▶ [Task to carry out]
Type out each entry exactly.

[[ Source records open ]]

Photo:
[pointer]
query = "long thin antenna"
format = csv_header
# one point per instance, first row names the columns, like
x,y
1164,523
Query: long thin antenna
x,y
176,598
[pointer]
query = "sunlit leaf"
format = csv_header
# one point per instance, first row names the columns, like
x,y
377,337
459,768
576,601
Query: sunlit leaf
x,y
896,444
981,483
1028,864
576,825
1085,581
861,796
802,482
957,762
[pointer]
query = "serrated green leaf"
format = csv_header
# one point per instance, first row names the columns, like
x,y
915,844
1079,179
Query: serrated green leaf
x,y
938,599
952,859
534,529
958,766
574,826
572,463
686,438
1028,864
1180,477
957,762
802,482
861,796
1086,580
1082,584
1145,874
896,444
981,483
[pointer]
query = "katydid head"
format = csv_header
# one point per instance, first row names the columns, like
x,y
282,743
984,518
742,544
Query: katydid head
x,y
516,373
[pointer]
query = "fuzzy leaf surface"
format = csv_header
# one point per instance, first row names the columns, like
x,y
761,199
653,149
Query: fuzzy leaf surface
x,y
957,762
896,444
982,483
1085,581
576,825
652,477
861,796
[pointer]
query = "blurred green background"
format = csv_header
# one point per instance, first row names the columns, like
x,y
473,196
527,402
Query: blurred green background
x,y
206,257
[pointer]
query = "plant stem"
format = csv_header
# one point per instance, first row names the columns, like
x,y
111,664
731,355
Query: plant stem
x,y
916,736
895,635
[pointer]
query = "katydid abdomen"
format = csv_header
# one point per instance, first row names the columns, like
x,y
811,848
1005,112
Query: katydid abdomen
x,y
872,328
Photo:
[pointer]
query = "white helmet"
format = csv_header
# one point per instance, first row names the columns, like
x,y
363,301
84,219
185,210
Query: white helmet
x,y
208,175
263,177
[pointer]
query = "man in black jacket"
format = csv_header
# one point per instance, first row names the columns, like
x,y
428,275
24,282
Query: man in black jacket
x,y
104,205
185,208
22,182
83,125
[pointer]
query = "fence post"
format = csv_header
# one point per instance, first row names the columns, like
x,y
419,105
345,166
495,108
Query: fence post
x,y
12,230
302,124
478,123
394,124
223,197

[[ Source records closed ]]

▶ [Problem solution]
Photo:
[pointer]
query = "long thin antenna"
format = csv_header
# one point per instance, first row names the columns, like
x,y
1164,523
Query: long thin antenna
x,y
176,598
[pointer]
query = "sunlit leaf"
format = csv_header
# one point per instance, first row names the columns, like
x,y
377,337
459,768
576,601
Query: sunlit leaf
x,y
896,444
981,483
1028,864
576,825
1085,581
861,796
802,482
957,762
[pointer]
query = "serrated green leaf"
format = csv_header
# one point per instance, first row names the columns, like
x,y
915,844
1079,179
Query: serrated green leaf
x,y
938,599
952,859
534,529
958,766
574,826
572,463
686,438
1028,864
1180,477
957,762
802,482
861,796
1086,580
1082,584
1145,874
896,444
981,483
[pointer]
query = "katydid head"
format = csv_header
# one point per instance, first row names the columns, like
x,y
282,743
984,518
742,544
Query: katydid head
x,y
516,373
[pointer]
query = "fuzzy leaf surface"
format = csv_header
# one point per instance, first row names the columns, like
x,y
761,199
653,149
Query: fuzzy leaf surface
x,y
957,762
896,444
982,483
1085,581
576,825
652,477
861,796
[pointer]
query = "blurred green background"
format = csv_header
# one point per instance, first row names the columns, like
x,y
473,196
527,402
Query: blurred green background
x,y
206,257
[pointer]
query = "plant stem"
format = csv_header
# one point per instance, first row names the columns, like
x,y
111,664
731,355
Query: plant stem
x,y
916,736
895,635
[pointer]
query = "katydid abdomen"
format = csv_header
# one point per instance, first row names the columns, like
x,y
811,848
1005,112
Query: katydid abdomen
x,y
872,328
Photo:
[pointer]
query = "white helmet"
format = csv_header
# one point per instance, first row names the columns, like
x,y
363,301
84,219
185,210
Query: white helmet
x,y
208,175
263,177
[pointer]
query = "man in black jacket"
format = csv_header
# one point per instance, first row names the columns, like
x,y
428,275
24,282
Query: man in black jacket
x,y
104,205
185,208
22,182
83,125
[pointer]
query = "fence post"
format = csv_header
# one point per instance, first row names the columns, like
x,y
419,105
345,166
495,108
Query: fence post
x,y
12,230
302,124
478,123
394,124
223,197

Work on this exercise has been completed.